PASSAGE:
I’ve been working a long time. A lot longer than most people I know in my age range. Part of that was due to a strong penchant for disliking boredom and work kept me busy. When I was a kid, my mother managed a warehouse for a fulfillment company. I used to go to the office with her, get bored after linking all of her paper clips together and wander off to see what was happening on the line. And usually, the workers had no problem letting me help out. It made their shift easier and kept me occupied.
As a teen, my mother and stepfather had their own real estate business. My mother, having graduated top of her class at Grace Institute, seemed to expect that I would follow her footsteps in the business world. I learned to answer phones, draft letters and contracts, schedule appointments…the types of things that easily landed me my first job in a swanky NYC boutique investment company as part of their typing pool.
From there, I took on various administrative roles. I worked for an AIG subsidiary (not knowing they’d soon help cause a financial crisis) and a United Nations affiliate and even a company that made thermal cameras for the government (and ya know, for construction workers, which was how I justified it).
And then I fell into the pharmaceutical world. As an admin, I found that it didn’t really matter what type of company I worked for. I could take my strong organizational skills and put them to good use anywhere. I was quickly taken under the wing of someone who saw much more potential in me. So now I find myself in a supremely niche market. I am absolutely not complaining! On the one hand it means that I’m constantly being tapped for jobs while I still have one and the one time I was laid off in my career (due to a product being discontinued), I had a job lined up in three weeks.
But what it does mean is that job aggregate sites like monster.com, careerbuilder.com and indeed.com are practically useless for me. The types of roles I can step into are rarely advertised in those places. My career development is almost entirely dependent on networking. And I hate networking. At least in the traditional sense.
So when I joined LinkedIn (back in 2007, mind you), it took away all of the things I hated about networking. I no longer had to go to functions, gripping business cards in my hand and swallowing my fear. I could just connect with the people I’d worked with and get immediate access to their networks. It was a dream!
Until it wasn’t.
Don’t get me wrong, I’ve had people that I’ve blocked from other means of contacting me (i.e. blocked their number, email addresses and FB accounts) try using LinkedIn to contact me. I don’t bother responding. I simply block them there too.
But yesterday, that changed.
I accepted a connection from someone I did not know and with whom I shared no direct connections. LinkedIn said he was a 3rd level connection. I didn’t see the harm in connecting, despite the fact that he’s in an entirely different industry and lives 1,000 miles away. I mean, you never know. He could know someone in pharma.
Except that as soon as I accepted it, I received a message that read:
Hi how are you doing today. Thanks for accepting my connection request. I know it is not very professional but I gotta say you have a very sweet smile and you are a beautiful woman. Do you always smile like that? I would love to be your friend and get to know you more, if that’s okay with you. Take care and have an amazing day.
I was appalled. And I was angry. “Wow, lighten up,” you might be thinking. “It was just a compliment.” But here’s the thing…I’ve learned the hard way that compliments almost always come with a price. Taking all of the things that I’ve accomplished down to one photograph and a paragraph about how pretty I am reduces the hard work it took to get to where I am. And I wouldn’t expect most men to understand that.
Hi, We appreciate your reporting this message and apologize for any inconvenience it has caused. LinkedIn is not intended to be a tool for sending such messages, which are inappropriate and violate our User Agreement. Please know we will investigate your case and act upon our results.

PROVIDED DATA:
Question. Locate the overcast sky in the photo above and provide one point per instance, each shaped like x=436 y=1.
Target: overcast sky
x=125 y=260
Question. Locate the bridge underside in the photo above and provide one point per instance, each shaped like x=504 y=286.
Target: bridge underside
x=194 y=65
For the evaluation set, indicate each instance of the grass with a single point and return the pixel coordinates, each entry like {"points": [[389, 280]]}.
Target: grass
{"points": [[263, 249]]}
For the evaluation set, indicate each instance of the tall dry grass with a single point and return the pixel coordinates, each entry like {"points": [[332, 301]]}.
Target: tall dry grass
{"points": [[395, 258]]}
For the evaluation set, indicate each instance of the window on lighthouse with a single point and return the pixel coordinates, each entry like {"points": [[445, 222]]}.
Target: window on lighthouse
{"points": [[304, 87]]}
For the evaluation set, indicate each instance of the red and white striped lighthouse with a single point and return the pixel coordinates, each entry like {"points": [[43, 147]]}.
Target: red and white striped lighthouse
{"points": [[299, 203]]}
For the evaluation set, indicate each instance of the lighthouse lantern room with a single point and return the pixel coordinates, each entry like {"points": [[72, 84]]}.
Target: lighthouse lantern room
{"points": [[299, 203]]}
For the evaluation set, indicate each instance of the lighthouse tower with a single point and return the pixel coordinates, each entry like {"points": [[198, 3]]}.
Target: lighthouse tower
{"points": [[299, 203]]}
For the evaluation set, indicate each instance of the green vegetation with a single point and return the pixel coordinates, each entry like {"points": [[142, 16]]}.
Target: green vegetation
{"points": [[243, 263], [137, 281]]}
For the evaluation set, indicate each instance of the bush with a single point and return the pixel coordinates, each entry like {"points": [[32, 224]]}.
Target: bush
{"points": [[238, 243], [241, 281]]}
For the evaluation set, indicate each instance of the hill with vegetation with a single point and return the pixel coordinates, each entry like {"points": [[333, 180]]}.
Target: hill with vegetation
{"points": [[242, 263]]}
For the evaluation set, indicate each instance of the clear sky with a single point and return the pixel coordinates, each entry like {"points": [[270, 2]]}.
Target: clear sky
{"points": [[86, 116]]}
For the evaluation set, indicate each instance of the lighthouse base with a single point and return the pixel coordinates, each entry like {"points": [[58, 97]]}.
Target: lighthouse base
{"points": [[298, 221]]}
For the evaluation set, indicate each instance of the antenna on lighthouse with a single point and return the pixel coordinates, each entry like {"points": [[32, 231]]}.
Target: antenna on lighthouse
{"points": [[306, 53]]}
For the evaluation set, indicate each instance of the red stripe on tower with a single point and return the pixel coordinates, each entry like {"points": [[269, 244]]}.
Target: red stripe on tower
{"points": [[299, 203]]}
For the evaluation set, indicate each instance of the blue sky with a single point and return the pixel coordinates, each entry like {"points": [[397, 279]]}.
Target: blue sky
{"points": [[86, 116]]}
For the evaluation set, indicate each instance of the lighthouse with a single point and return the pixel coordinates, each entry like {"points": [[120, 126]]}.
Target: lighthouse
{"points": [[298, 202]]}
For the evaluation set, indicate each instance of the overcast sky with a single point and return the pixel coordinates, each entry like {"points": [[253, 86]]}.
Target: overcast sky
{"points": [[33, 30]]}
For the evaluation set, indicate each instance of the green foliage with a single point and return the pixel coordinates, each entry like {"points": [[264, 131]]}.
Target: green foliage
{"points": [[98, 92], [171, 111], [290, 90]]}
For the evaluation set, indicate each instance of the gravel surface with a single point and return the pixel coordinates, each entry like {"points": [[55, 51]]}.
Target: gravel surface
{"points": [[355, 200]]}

WHAT IS BEING ASKED:
Rewrite the LinkedIn essay, beginning at "Until it wasn’t." and stopping after "yesterday, that changed.", with "responding" swapped for "replying".

TASK RESULT:
Until it wasn’t.
Don’t get me wrong, I’ve had people that I’ve blocked from other means of contacting me (i.e. blocked their number, email addresses and FB accounts) try using LinkedIn to contact me. I don’t bother replying. I simply block them there too.
But yesterday, that changed.